## Information supplied
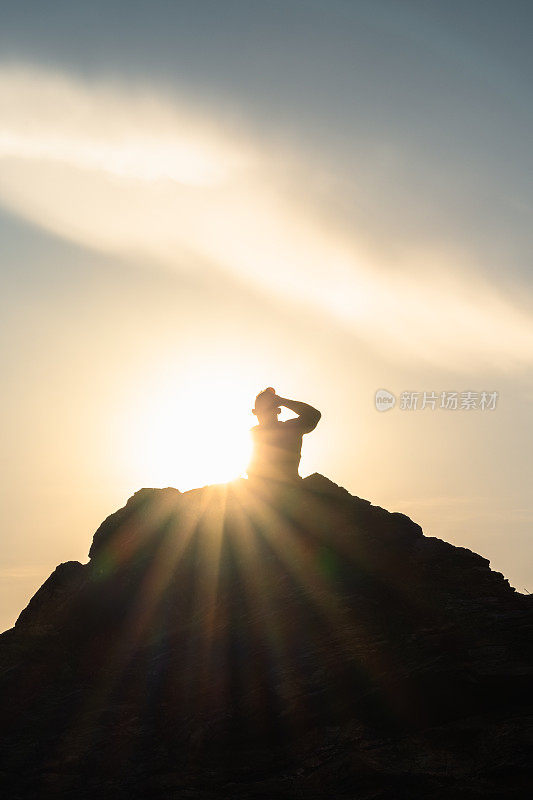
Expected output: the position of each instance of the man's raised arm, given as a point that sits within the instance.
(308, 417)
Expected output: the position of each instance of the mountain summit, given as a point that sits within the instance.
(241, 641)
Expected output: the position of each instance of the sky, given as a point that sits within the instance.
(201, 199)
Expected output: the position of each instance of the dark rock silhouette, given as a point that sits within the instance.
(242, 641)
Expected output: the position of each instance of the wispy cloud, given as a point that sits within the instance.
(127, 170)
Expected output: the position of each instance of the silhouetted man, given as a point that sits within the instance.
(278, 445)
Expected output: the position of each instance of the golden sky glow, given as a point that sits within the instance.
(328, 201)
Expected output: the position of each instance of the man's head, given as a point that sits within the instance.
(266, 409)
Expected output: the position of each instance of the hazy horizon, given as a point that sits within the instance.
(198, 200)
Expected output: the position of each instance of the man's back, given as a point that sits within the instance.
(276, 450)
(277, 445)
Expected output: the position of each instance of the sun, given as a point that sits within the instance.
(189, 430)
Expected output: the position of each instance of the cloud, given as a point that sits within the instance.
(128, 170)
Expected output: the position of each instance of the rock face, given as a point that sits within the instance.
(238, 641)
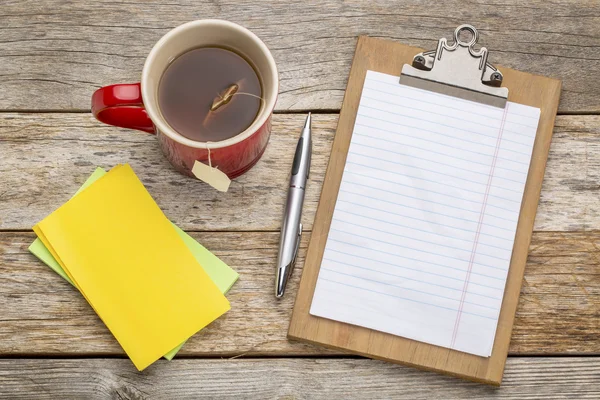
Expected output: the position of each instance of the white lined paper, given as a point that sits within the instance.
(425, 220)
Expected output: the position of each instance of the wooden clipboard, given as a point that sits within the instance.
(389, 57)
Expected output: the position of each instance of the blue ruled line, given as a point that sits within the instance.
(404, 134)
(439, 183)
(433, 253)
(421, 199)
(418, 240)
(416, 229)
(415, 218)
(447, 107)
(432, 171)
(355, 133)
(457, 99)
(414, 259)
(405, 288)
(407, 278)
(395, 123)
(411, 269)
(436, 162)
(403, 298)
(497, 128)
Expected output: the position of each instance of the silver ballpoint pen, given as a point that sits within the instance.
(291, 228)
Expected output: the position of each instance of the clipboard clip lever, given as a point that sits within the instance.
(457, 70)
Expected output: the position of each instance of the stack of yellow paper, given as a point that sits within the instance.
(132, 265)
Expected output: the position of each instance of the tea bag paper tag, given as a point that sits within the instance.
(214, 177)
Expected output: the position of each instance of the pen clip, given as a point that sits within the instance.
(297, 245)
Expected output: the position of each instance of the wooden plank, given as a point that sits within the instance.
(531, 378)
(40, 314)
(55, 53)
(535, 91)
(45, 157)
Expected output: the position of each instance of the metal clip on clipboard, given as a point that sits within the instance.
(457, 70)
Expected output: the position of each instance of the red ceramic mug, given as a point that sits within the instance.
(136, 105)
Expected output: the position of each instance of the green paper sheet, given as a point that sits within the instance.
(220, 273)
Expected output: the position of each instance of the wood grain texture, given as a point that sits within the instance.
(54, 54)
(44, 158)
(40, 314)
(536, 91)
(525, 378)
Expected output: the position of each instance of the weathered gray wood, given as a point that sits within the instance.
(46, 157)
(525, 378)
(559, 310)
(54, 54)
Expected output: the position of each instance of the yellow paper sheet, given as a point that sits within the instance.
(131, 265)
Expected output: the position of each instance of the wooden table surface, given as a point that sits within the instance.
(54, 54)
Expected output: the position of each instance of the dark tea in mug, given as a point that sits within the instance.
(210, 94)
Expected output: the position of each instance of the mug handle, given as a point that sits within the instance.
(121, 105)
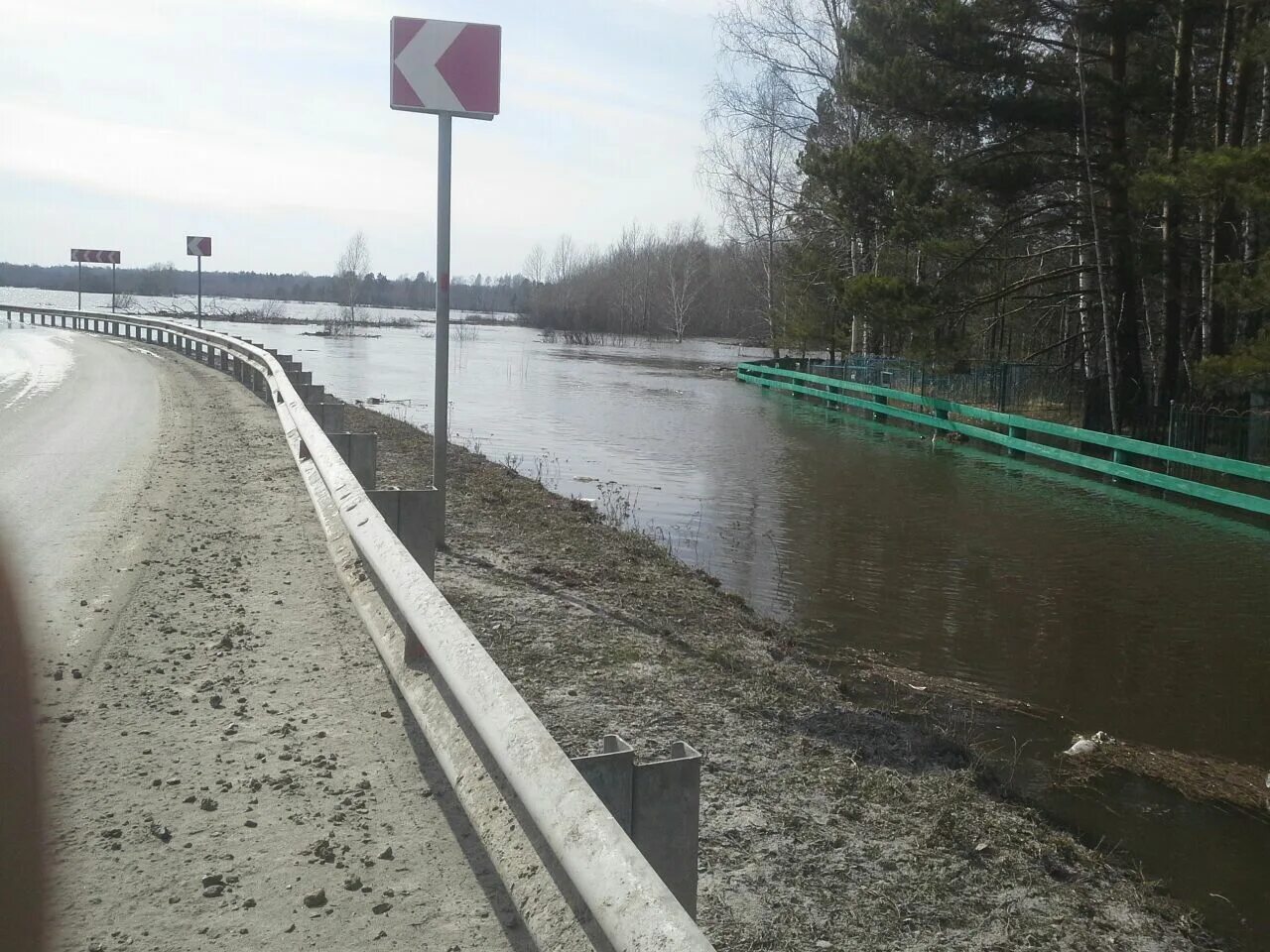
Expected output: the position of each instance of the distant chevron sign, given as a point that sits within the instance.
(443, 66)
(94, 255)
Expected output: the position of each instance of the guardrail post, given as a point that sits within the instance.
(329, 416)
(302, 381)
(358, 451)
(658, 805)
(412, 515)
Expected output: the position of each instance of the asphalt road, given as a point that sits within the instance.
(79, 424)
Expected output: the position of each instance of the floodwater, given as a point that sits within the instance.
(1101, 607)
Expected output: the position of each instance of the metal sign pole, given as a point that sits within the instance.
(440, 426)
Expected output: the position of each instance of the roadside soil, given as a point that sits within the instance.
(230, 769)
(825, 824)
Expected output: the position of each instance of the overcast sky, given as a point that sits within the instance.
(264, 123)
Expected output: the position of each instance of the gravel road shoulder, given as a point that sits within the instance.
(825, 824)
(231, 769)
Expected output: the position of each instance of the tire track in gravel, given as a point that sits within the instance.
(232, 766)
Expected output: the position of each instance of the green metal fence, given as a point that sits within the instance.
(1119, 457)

## Exercise directions
Please write out, exactly as they appear, the line that contains "Expected output: the position of each instance of the overcast" and every line after it up to the end of the entries above, and no others.

## Written solution
Expected output: the position of each instance of the overcast sky, given as a point that sits within the instance.
(264, 123)
Expected output: the position of each instance of the gravel road shoulder, given as a point that sits within the instance.
(825, 824)
(231, 769)
Expected output: the position of each instance of the tire track in gravel, given as a point that sits within the instance.
(232, 766)
Expected output: the position of each instance of the green metal fence, given as a point that sits within the instance.
(1119, 457)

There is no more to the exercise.